#### OBJECTIF 1
D'après la prédication, dans quelle ville Paul a-t-il étudié la Bible et la théologie juive ?
━━━ TEXTE DU DOCUMENT ━━━
(écouter, culte entier, imprimer la feuille)
Dimanche 28 août 2022
Culte au temple de Vandœuvres
prédication du pasteur Marc Pernot
P aul est choqué par les Athéniens. Profondément choqué. Quelle va être sa réaction ? Est-ce qu’il va se mettre à injurier tout le monde ? Non, au contraire, il va discuter avec les gens de toute sortes : avec les juifs religieux, avec les croyants non pratiquants (les « craignant Dieu »), et il discute avec les philosophes grecs. Au lieu des les critiquer, il met en valeur ce qu’il trouve d’intéressant dans leur recherche, et leur propose d’avancer encore avec le Christ.
Il faut dire que Paul avait des facilités pour parler avec tout le monde car il a eu une double formation. Il a fait un parcours de philosophe grec au collège, puis il a étudié la Bible et la théologie juive à Jérusalem. Cette double culture est aussi un peu la nôtre puisque notre civilisation est basée sur 2'500 ans de débats passionnants entre la Bible et la pensée grecque.
Alors qu’est-ce qui a choqué Paul à Athènes ? Que ce soit une ville pleine d’idoles, dit-il. Chacun a ses dieux ou sa philosophie : ce n’est pas cela qui choque Paul, mais c’est d’avoir une idée figée de son dieu ou de sa philosophie, comme on se forge une amulette.
━━━
#### OBJECTIF 2
Renvoie chacune des lignes ci-dessous qui contient le mot « black », en tenant compte de la casse.
━━━ DONNÉES EXTRAITES ━━━
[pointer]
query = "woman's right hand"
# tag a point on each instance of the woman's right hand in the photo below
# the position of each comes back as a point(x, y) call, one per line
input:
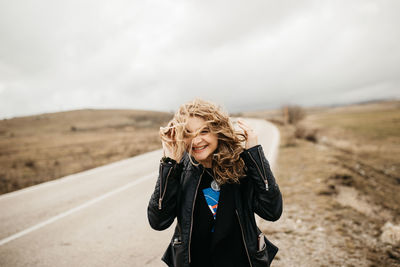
point(168, 139)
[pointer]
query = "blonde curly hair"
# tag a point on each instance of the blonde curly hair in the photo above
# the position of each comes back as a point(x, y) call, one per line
point(226, 163)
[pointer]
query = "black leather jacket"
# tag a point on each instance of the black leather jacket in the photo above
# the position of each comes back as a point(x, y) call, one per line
point(174, 197)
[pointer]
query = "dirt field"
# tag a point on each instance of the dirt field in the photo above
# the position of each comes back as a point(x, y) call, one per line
point(338, 169)
point(341, 188)
point(41, 148)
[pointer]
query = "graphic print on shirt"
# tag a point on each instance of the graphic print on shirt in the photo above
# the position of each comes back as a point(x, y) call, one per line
point(212, 198)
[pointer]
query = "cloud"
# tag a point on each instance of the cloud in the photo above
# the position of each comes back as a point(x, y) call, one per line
point(57, 55)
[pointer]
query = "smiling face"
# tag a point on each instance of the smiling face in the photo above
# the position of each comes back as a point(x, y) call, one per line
point(204, 143)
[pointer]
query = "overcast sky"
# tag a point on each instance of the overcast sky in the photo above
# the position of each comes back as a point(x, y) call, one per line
point(60, 55)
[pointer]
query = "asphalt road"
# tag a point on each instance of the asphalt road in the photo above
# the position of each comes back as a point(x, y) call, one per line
point(93, 218)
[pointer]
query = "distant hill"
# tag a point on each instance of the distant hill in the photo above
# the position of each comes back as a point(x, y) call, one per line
point(39, 148)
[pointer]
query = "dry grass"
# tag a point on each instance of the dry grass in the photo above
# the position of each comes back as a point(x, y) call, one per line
point(40, 148)
point(340, 190)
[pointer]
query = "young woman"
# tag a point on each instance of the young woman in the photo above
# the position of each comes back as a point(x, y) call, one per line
point(213, 186)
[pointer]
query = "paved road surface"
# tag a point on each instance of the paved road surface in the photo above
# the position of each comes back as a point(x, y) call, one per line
point(94, 218)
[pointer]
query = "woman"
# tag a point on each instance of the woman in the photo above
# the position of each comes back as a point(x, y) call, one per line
point(213, 186)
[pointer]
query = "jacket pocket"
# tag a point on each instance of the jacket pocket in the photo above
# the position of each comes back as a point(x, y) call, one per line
point(173, 256)
point(177, 252)
point(260, 257)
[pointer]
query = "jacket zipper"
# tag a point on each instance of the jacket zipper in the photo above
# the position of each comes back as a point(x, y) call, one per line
point(259, 172)
point(191, 218)
point(244, 241)
point(165, 188)
point(259, 154)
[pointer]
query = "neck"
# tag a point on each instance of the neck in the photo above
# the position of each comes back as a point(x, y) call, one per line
point(206, 163)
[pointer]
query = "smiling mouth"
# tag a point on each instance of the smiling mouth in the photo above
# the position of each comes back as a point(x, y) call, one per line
point(199, 149)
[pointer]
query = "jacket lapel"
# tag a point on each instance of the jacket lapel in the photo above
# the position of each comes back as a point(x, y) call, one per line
point(225, 213)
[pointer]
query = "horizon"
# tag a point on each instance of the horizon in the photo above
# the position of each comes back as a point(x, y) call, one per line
point(333, 105)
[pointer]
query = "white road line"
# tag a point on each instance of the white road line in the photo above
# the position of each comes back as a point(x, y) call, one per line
point(79, 175)
point(80, 207)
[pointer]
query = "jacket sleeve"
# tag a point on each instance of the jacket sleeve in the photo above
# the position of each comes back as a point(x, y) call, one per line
point(161, 210)
point(267, 198)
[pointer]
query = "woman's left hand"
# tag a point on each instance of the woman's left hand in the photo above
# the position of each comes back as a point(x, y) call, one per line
point(251, 136)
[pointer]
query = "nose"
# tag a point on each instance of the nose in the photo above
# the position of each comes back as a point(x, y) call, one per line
point(196, 140)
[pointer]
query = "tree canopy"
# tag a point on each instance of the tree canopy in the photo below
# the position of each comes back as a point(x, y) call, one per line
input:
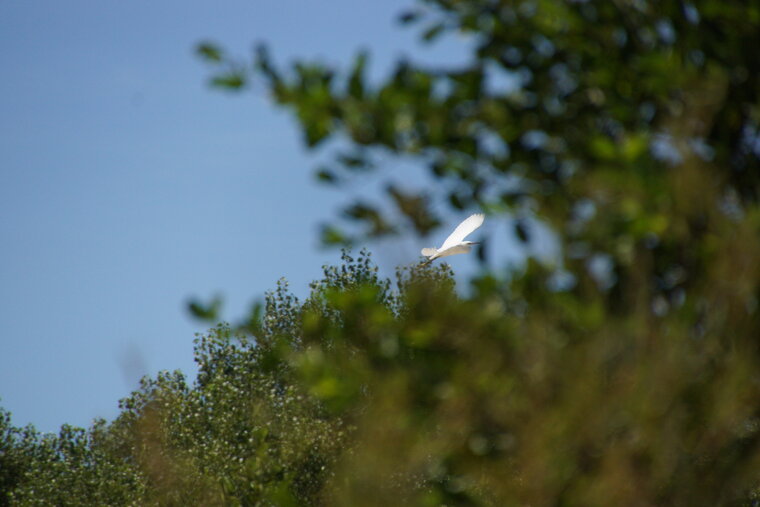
point(630, 374)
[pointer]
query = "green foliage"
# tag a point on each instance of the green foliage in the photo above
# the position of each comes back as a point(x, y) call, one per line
point(627, 377)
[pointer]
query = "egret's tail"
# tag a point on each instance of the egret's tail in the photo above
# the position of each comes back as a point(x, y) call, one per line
point(429, 252)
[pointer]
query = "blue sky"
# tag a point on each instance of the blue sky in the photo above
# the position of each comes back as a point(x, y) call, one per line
point(128, 186)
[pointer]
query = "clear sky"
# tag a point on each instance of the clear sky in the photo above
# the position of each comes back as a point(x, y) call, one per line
point(128, 186)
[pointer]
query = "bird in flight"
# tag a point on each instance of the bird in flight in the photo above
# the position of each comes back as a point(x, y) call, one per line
point(455, 243)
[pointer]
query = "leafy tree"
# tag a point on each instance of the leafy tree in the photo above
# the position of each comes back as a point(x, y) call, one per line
point(627, 375)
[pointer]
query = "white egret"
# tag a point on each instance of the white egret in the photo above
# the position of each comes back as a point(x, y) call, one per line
point(455, 243)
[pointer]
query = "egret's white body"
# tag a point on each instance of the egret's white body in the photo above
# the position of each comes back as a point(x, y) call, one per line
point(455, 243)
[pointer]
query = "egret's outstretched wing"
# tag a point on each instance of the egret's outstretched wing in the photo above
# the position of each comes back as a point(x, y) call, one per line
point(463, 230)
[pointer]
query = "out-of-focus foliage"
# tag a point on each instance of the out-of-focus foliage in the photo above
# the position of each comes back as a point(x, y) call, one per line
point(629, 377)
point(364, 395)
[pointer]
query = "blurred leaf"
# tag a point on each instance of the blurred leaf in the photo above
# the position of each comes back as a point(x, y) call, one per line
point(209, 311)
━━━
#### RÉPONSE COMPLÈTE 1
À Jérusalem.

#### RÉPONSE COMPLÈTE 2
query = "black leather jacket"
# tag a point on each instance of the black leather jacket in the photo above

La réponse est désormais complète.